Data shown:
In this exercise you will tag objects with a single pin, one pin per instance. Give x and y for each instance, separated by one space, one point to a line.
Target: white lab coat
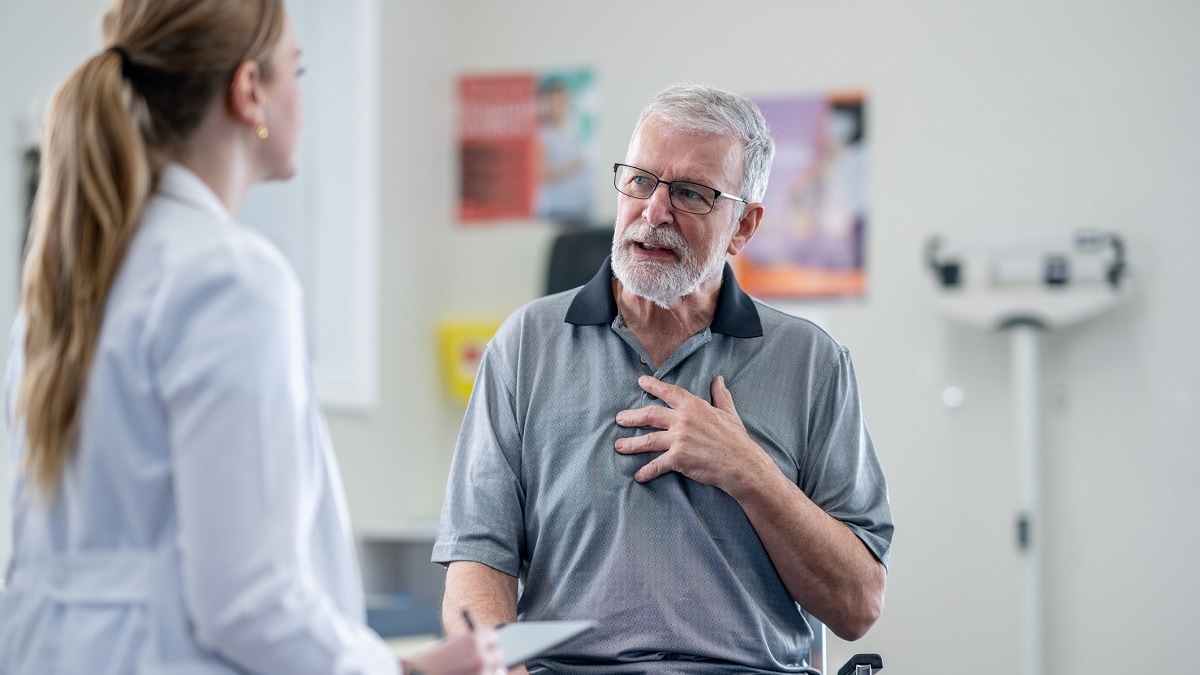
201 526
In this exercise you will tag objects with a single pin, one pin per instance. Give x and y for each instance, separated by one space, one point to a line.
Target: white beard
660 282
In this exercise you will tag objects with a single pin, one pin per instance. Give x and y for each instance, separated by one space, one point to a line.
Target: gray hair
699 108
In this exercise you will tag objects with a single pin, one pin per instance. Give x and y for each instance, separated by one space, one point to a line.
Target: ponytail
107 136
95 179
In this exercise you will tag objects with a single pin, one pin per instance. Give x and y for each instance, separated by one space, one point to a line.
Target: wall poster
813 237
527 147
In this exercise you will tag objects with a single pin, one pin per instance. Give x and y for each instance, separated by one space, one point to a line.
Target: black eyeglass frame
671 185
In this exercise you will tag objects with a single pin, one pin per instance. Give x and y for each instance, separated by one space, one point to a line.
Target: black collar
736 315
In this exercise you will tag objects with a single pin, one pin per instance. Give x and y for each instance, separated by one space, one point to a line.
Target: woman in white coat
178 507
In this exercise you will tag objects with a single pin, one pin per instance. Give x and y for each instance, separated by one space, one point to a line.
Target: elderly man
661 453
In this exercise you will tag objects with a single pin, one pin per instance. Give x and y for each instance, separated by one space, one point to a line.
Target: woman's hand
477 652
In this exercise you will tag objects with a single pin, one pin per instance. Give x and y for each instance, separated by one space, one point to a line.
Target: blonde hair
108 131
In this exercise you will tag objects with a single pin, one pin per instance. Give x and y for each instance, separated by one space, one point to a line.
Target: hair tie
125 59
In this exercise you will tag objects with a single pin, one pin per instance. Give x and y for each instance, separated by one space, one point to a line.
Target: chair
575 256
858 664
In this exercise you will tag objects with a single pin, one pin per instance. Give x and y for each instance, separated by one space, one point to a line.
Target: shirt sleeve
841 469
232 370
481 517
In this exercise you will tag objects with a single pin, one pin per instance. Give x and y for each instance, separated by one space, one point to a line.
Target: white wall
982 117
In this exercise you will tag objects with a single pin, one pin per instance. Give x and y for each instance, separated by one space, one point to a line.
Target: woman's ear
245 97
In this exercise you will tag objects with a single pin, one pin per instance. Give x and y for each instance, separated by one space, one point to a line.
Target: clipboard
523 640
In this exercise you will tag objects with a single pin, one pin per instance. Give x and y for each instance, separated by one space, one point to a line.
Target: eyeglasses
689 197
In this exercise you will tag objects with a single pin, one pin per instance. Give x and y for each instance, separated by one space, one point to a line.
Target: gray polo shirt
672 569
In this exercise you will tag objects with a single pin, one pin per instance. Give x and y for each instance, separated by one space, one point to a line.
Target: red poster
498 147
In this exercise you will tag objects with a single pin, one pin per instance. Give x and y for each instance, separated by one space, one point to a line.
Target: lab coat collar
180 183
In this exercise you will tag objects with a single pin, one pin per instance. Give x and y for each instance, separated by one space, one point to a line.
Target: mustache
657 237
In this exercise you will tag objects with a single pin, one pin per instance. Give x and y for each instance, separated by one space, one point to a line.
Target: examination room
991 208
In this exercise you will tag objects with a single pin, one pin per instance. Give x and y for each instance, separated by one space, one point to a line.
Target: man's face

Exercise description: The records above need to be printed in full and exactly, without any of the pictures.

Completed exercise:
In this exercise you will tag objects with a single pin, one pin per instance. Give x and y for each instance, separated by one space, one point to a line.
Target: white lab coat
201 526
In this exercise you will tag objects with a single pin, one pin per instance. Give x and y for each instance, separated by one space, one point to a line.
Target: white beard
660 282
In this exercise you will tag objects with a single pin, one pin per instance. Give x and y for each instance, separated by one space, one point to a line.
Target: gray hair
699 108
In this exercise you will tag objects with a single pin, one pin per instance. Give x and y for each instance, separated by one space, one point to a line.
Target: ponytail
107 136
95 179
In this exercise you will tag objects with a single pin, one pin per instance. Give x and y for each instance, separated by one space, one point to a line.
Target: wall poster
813 237
527 147
In this exercise you will tag objects with a single pin, one pin per instance. Give x and y for each instance, separated by one space, one point to a line.
Target: black eyeglass frame
671 185
In this exercise you will tag objects with a single pin, one pin per instance. Give x and y for each instance, separated by one space, one point to a line.
Target: black collar
736 315
In this exercise you will tag objects with a single pin, one pin per instance. Give x and y for each instance, separated by one space, one point to a line.
Target: woman in white coat
178 507
In this exercise you will tag objects with a single pin, one pin per instance. Give x and y for each instance, separated by one space, one point to a line.
Target: elderly man
661 453
In this exercise you will tag objects with a single pin, one pin per instance. Give x and y for each instance, separated by one space, one point to a line.
Target: woman's hand
477 652
In this exercise you will tag objects with a single pin, one pin per instance. Give x and y for each instance, separated by one space, one point to a line.
Target: blonde hair
108 131
In this exercise you will tag objects with a single pin, one pin per instance. Give x and y for each instance, separated by one space, one point to a line.
Target: hair tie
125 59
In this exercise you will tag objects with a single pin, one pin per instance. Give x and y for each instance, separated by one space, one point to a line.
Target: chair
575 256
858 664
In this exercise you will tag objects with a single pin, one pin per instance. Give x and y for each instance, separated by one space, one point to a line.
Target: shirt sleeve
841 469
232 370
481 517
In this exercise you will tag objects with a single pin, one pin per instance. Give x and y for each instance, separated by one space, one point to a line.
Target: white wall
982 117
In this exercise you will tag objects with a single pin, one pin per instance. Give x and y for each instance, separated by one space, one point to a line.
Target: woman's ear
245 97
In this exercise you will tag objects with a single pin, one pin per instance. Give x and y for each instance, separated by one space, one point to a line.
Target: clipboard
523 640
In this exercise you will tag objects with a single pin, one pin per instance. Give x and y for each instance, separated by one space, one point to a line.
Target: eyeglasses
689 197
In this exercise you will tag objects with a single pin, one pin per instance. Give x and y for each instance, separated by one space, one point to a line.
Target: gray polo shirt
672 569
In this exercise you will tag objects with a single pin, one pin per instance. Give x and y for each instance, separated by one space, one point to a line.
Target: red poster
498 147
In this exercise you will tag objects with a single pin, one pin per instance. Give x and y for each instance, separated by one space, one point to a line.
Target: lab coat collar
180 183
In this exercise you will tag objects with a single pin, one pin per instance. Give x and y for each instance, separated by one space, one point to a line.
Target: mustache
657 237
In this exercise you will tag objects with a single pin, one pin per instance. Give x and y for each instance, separated by one space, one point to a line.
Target: examination room
991 208
In this exercise you will tag objects with a single pin, one pin per instance. Give x and y for each instance, separated by one space, one point to a line.
Target: man's face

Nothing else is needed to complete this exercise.